__Exercise objective__. The response has to reproduce all entries exactly while excluding their pictures.

-- Source information follows --

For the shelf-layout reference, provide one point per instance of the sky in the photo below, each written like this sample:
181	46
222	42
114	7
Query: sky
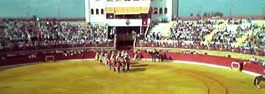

-- Source information concluded --

__Response area__.
For the shelf-layout reference, provide one point per instance of the sky in the photo below, each written like this sample:
181	46
222	42
114	7
Query: sky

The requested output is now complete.